Given data →
★ ★ ★

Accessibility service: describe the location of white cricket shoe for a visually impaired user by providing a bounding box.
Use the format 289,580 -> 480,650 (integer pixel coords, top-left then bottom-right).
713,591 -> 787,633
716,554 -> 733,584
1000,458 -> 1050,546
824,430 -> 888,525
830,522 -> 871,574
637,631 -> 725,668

★ ★ ★

Set task →
Copy the rows word for word, starting at the top and continuing through the line containing "716,554 -> 733,584".

Task answer →
Accessibility service: describe the location of white cricket shoe for a visually impaired user by providing a bounding box.
Use the format 289,580 -> 480,650 (integer pixel coords, top-left then bottom-right).
713,591 -> 787,633
716,554 -> 733,584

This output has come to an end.